(Sunulan metin)
________________
TBMM Başkanı Mustafa Şentop'tan MOBESE açıklaması
TBMM Başkanı Mustafa Şentop, son günlerin tartışmalı konusu MOBESE ve Adalet Bakanı Abdulhamit Gül'ün görevinden affını isteyerek, koltuğunu Bekir Bozdağ'a bırakmasına ilişkin açıklamalarda bulundu.
cumhuriyet.com.trTBMM Başkanı Mustafa Şentop, CNN TÜRK canlı yayınında Hakan Çelik'in sorularını yanıtlıyor.
Adalet Bakanı Abdulhamit Gül'ün görevinden affını isteyerek, koltuğunu Bekir Bozdağ'a bırakmasıyla ilgili konuşan Meclis Başkanı Şentop, “Hem iyi birer hukukçu hem de görevlerini dikkatle yürüten iki arkadaşımız. Hükümetin bir politikası olur, bakanlar o politikayı icra ederler. Bu değişiklikler gayet normaldir” dedi.
MOBESE AÇIKLAMASI
Meclis Başkanı, İstanbul Büyükşehir Belediye Başkanı Ekrem İmamoğlu’nun kentte kar yağışı sırasında Sarıyer’deki bir balıkçıda İngiltere’nin Ankara Büyükelçisi ile görüşmesine ilişkin kamuoyuna yansıyan MOBESE görüntüleri hakkında da konuştu. Şentop, “MOBESE kamerası olduğunu kesin olarak teyit etmek gerekiyor” dedi. Şentop, “Bir inceleme süreci yapılacak, bu detayları bilenlerin değerlendirmesi lazım” diye konuştu.
İşte Şentop'un açıklamalarından öne çıkanlar:
Hem iyi birer hukukçu hem de görevlerini dikkatle yürüten iki arkadaşımız. Sayın Gül'e teşekkür ediyorum, sayın Bekir Bozdağ'ı da tebrik ediyorum. Hükümetin bir politikası olur, bakanlar o politikayı icra ederler. Bu değişiklikler gayet normaldir.
(Mobese görüntülerinin paylaşılmasını nasıl yorumlamak gerekir?) Görüntülerin hangi kamerayla çekildiğini bilmek gerekiyor. Mobese kamerası olduğunu kesin olarak teyit etmek gerekiyor. Bir inceleme süreci yapılacak, bu detayları bilenlerin değerlendirmesi lazım.
SİYASETİ VE HUKUKU AYIRMIYORUM
Ben siyaseti ve hukuku birbirinden ayırmıyorum esasen. Eğer siyaset bu zeminden ayrılarak yapılırsa o zaman havada kalıyor. Bundan ayrıldığınız takdirde o zaman ölçü kaçıyor.
Yaşananlardan şüpheli kurumlarımız bir ders çıkarıyorlar. Olayın sıcağı sıcağına yaşananlar bir köpük tartışması. Bunlar zaman gelince yeni tartışmalarla geride kalır. Önemli olan gerekli dersleri çıkarmaktır, bu mutlaka yapılır. Çalışmalar, incelemeler sürüyor.
________________
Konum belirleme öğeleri
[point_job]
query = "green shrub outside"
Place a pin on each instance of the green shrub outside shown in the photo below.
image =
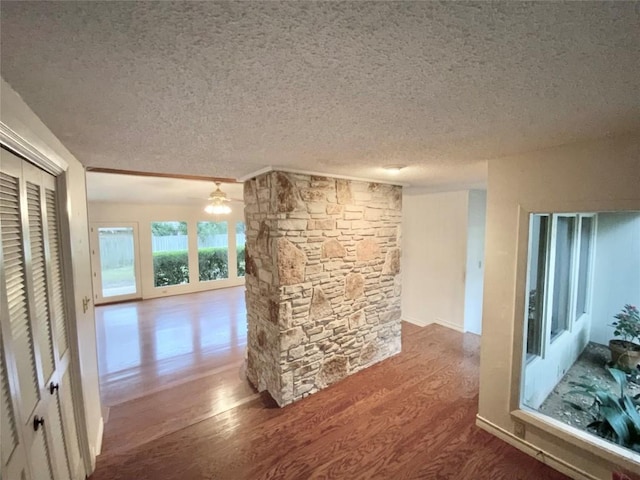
(213, 263)
(172, 268)
(240, 261)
________________
(Görevler)
[1] Şentop'un açıklamalarını aktaran metne göre Şentop, siyaseti ve hukuku birbirinden ayırmamasını hangi gerekçeyle açıklıyor? Bir ile üç cümle arasında yanıtlayın.
[2] Şentop'un açıklamalarını aktaran metni son cümlesinden sonra devam ettirin.

(Alıştırma yanıtları)
[1] Şentop'a göre siyaset bu zeminden ayrılarak yapılırsa havada kalır. Bu zeminden ayrıldığınızda ise ölçü kaçar.

[2]
Siyasetteki dilin, üslubun bu minvalde gideceği gibi izlenim içindeyiz. TBMM'ye de yansıyor kimi zaman tartışmalar fiziki boyuta varıyor. Kutuplaşmanın boyutunu mu gösteriyor? Sizi endişelendiren bir tarafı var mı?
Ben aynı zamanda halkın içindeyim. Tabanda, sahada gerilim, yüksek tansiyon yok. İnsanlar kendi aralarında günlük siyasetin konularını tartışıyorlar ama bu şekilde bir gerginlik yok. Bunun böyle yukarıdan tabana inmemesi sağlıklı bir durum. Çok kalıcı, yerleşmiş bir tablo olmadığını gösteriyor. Seçimlere 1 yıldan biraz fazla bir zaman var, bu uzun bir zaman. Böyle bir tansiyonla konuların tartışılmasının kimseye faydası yok.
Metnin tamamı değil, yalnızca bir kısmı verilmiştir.